## start Records to use

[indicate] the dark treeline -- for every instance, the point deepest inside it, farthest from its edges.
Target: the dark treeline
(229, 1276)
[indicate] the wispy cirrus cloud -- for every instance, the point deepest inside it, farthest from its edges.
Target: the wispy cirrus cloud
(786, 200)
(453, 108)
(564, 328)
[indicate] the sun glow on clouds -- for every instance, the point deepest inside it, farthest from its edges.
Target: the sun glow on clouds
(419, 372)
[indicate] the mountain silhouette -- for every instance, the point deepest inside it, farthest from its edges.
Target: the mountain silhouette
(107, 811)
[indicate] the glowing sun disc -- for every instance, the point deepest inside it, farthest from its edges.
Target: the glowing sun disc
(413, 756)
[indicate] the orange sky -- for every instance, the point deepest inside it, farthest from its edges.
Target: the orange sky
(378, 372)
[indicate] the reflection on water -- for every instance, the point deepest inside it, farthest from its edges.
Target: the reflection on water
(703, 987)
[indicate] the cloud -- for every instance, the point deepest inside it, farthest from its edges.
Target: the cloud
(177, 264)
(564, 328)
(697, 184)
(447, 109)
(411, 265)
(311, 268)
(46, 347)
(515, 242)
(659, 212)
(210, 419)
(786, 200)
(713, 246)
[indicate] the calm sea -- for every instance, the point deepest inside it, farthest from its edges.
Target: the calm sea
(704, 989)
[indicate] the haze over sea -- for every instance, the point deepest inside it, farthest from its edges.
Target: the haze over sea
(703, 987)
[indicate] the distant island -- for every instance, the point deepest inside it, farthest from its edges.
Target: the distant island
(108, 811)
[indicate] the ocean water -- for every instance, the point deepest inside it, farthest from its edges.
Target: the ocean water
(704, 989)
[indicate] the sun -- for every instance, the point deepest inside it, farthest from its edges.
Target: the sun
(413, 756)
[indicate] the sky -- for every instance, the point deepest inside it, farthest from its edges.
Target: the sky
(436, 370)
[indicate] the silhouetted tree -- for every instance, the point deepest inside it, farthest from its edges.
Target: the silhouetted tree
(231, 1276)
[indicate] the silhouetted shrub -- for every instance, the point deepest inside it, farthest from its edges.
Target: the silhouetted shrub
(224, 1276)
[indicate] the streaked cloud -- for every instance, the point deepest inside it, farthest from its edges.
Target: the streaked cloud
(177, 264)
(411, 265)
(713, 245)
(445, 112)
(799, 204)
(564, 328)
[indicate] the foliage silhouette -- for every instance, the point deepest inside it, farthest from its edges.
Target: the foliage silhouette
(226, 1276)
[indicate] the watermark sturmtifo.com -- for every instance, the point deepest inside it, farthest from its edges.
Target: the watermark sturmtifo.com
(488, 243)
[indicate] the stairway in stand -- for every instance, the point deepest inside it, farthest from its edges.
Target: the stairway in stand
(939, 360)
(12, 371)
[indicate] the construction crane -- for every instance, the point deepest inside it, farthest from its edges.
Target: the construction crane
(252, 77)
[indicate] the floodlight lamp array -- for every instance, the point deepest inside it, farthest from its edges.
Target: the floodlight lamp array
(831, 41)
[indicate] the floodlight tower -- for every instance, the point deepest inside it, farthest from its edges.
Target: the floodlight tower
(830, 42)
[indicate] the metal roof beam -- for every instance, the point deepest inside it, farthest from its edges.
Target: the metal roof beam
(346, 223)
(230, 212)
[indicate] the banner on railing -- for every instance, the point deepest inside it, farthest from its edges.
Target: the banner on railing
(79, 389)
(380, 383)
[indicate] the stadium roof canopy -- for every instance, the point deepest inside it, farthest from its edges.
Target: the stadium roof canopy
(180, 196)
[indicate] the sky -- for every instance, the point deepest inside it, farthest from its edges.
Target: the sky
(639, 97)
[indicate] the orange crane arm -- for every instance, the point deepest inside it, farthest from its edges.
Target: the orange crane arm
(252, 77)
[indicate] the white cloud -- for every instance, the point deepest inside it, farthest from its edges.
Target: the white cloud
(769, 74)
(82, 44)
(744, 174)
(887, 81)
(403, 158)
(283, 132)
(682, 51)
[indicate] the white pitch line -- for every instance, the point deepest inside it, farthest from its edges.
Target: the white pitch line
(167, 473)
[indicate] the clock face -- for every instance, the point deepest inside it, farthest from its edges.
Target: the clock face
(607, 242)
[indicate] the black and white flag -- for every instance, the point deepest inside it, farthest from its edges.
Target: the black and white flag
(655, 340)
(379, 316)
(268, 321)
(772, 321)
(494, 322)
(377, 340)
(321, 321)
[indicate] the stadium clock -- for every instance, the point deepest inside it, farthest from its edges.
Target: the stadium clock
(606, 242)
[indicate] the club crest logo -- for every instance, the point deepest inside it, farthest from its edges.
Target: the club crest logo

## end Records to use

Task prompt - Reproduce the entries above in full by retyping them exactly.

Answer to this task -
[indicate] the dark treeline -- for every instance, the point deepest inside it, farthest from its edges.
Target: the dark treeline
(229, 1276)
[indicate] the wispy cirrus cloud -- for every instance, the point deepest inside it, farthest from its edges.
Target: the wispy cirrus cloud
(786, 200)
(453, 108)
(564, 328)
[indicate] the sun glow on clouds -- for every instance, the point deepest inside it, farthest from its edges.
Target: the sun glow on clouds
(419, 372)
[indicate] the mountain silhouette -- for every instance, the point deepest inside it, farthest from its edges.
Target: the mountain silhouette
(107, 811)
[indicate] the glowing sun disc -- for every instance, the point deepest inside it, farthest from its edges.
Target: the glowing sun disc
(413, 756)
[indicate] the orange sky -- for every instance, the point deepest inside it, farthest from its edges.
Target: the orange sky
(378, 372)
[indicate] the reflection on water -- for every instance, the point deepest inside it, farthest from its edges.
Target: the reflection on water
(703, 987)
[indicate] the cloud -- for every instance, the point deepest inside it, farthest from its edges.
Target: the cloud
(177, 264)
(564, 328)
(697, 184)
(447, 109)
(411, 265)
(311, 268)
(46, 347)
(515, 242)
(659, 212)
(210, 419)
(786, 200)
(713, 246)
[indicate] the calm sea -- for every instance, the point deepest inside it, farthest from its edges.
Target: the calm sea
(704, 989)
[indicate] the haze over sea -- for every instance, the point deepest inside it, farthest from its edges.
Target: the haze over sea
(703, 987)
[indicate] the distant island -- for every instance, the point deepest inside it, farthest from its edges.
Target: the distant island
(108, 811)
[indicate] the ocean water -- for every instance, the point deepest inside it, farthest from its edges.
Target: the ocean water
(704, 989)
[indicate] the sun -- for every instance, the point deepest inside it, farthest from its edges.
Target: the sun
(413, 756)
[indicate] the sky -- for every instance, the point deepest inside it, farthest from its edges.
Target: the sky
(436, 370)
[indicate] the silhouetted tree -- for every instance, the point deepest inside it, farthest from its edges.
Target: the silhouetted tree
(231, 1276)
[indicate] the silhouetted shrub -- for every instance, the point deepest inside it, farthest from its edges.
Target: the silhouetted shrub
(224, 1276)
[indicate] the streaked cloud -- for every instance, the point deepest inside it, farthest from its edges.
Target: the streaked cloud
(177, 264)
(411, 265)
(713, 245)
(445, 112)
(799, 204)
(564, 328)
[indicate] the foliage silhouette -- for every instance, the point deepest inside it, farthest from its edges.
Target: the foliage silhouette
(226, 1276)
[indicate] the watermark sturmtifo.com -- for every instance, the point deepest inside it, farthest from its edges.
Target: the watermark sturmtifo.com
(488, 243)
[indicate] the stairway in stand -- for every instance, the point deepest inside it, farthest from its edges.
Target: the stairway in stand
(939, 360)
(12, 371)
[indicate] the construction crane -- for every instance, the point deepest inside it, farthest from its edges.
Target: the construction crane
(252, 77)
[indicate] the floodlight lamp array -- for every instance, the point deepest inside it, farthest from its edges.
Target: the floodlight lamp array
(831, 41)
[indicate] the floodlight tower -- for every instance, the point deepest inside it, farthest from its edges.
Target: the floodlight tower
(830, 42)
[indicate] the metal roof beam -- for every instance, the point deepest inside it, farthest from its edges.
Target: the metal roof beam
(346, 223)
(230, 212)
[indicate] the banner on railing -- for every instance, the point deepest inside it, farthest from its edges.
Target: the banner on railing
(79, 389)
(380, 383)
[indicate] the stadium roof canopy -- for every instance, the point deepest inside it, farthest from its edges.
Target: the stadium roof canopy
(180, 196)
[indicate] the sky -- for every instance, the point deepest inside it, farthest from its edges.
Target: the sky
(639, 97)
[indicate] the orange crane arm -- for every instance, the point deepest inside it, farthest from its edges.
Target: the orange crane arm
(252, 77)
[indicate] the white cloud -- for every instance, the point deepest inside it, farthest from its edges.
Target: the white cloud
(769, 74)
(82, 44)
(744, 174)
(887, 81)
(403, 158)
(283, 132)
(682, 51)
[indicate] the white pitch line -- for every instance, the point deepest inside it, farthest from its edges.
Target: the white pitch line
(167, 473)
[indicate] the clock face -- for every instance, the point deepest inside it, farthest from its edges.
Target: the clock face
(607, 242)
[indicate] the black and white flag -- for every instance, the point deepest inside it, farthest from its edges.
Target: the black and white flag
(655, 340)
(379, 316)
(268, 321)
(772, 321)
(494, 322)
(377, 340)
(321, 321)
[indicate] the stadium clock -- for every instance, the point deepest inside it, farthest from its edges.
Target: the stadium clock
(606, 242)
[indicate] the club crest logo -- for every instance, the point deepest inside it, farthest from its edges.
Target: the club crest logo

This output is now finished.